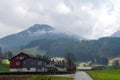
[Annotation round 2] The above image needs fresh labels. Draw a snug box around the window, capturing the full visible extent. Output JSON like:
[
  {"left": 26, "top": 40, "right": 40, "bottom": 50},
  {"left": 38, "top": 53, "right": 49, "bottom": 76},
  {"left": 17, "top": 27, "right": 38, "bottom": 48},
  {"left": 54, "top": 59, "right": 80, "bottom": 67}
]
[
  {"left": 38, "top": 61, "right": 42, "bottom": 65},
  {"left": 27, "top": 68, "right": 30, "bottom": 70},
  {"left": 16, "top": 62, "right": 20, "bottom": 65},
  {"left": 20, "top": 57, "right": 24, "bottom": 60}
]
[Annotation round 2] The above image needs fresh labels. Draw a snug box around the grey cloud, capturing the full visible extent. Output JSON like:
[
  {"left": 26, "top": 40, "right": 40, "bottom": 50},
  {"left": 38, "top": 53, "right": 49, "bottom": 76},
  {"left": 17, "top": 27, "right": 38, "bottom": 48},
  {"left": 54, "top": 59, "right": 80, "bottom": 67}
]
[{"left": 0, "top": 0, "right": 120, "bottom": 38}]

==========

WHAT TO PRODUCE. Starting at the line that contains "around the grey", print every line through the end of the listing, word for word. Leave out all the rest.

SOLUTION TO THE PROBLEM.
[Annotation round 2] The above image needs fresh labels. Draw a snug box around the grey cloud, capturing the full visible extent. Output JSON like:
[
  {"left": 26, "top": 40, "right": 40, "bottom": 50},
  {"left": 38, "top": 53, "right": 49, "bottom": 76},
  {"left": 17, "top": 27, "right": 38, "bottom": 48},
  {"left": 54, "top": 59, "right": 80, "bottom": 67}
]
[{"left": 0, "top": 0, "right": 120, "bottom": 38}]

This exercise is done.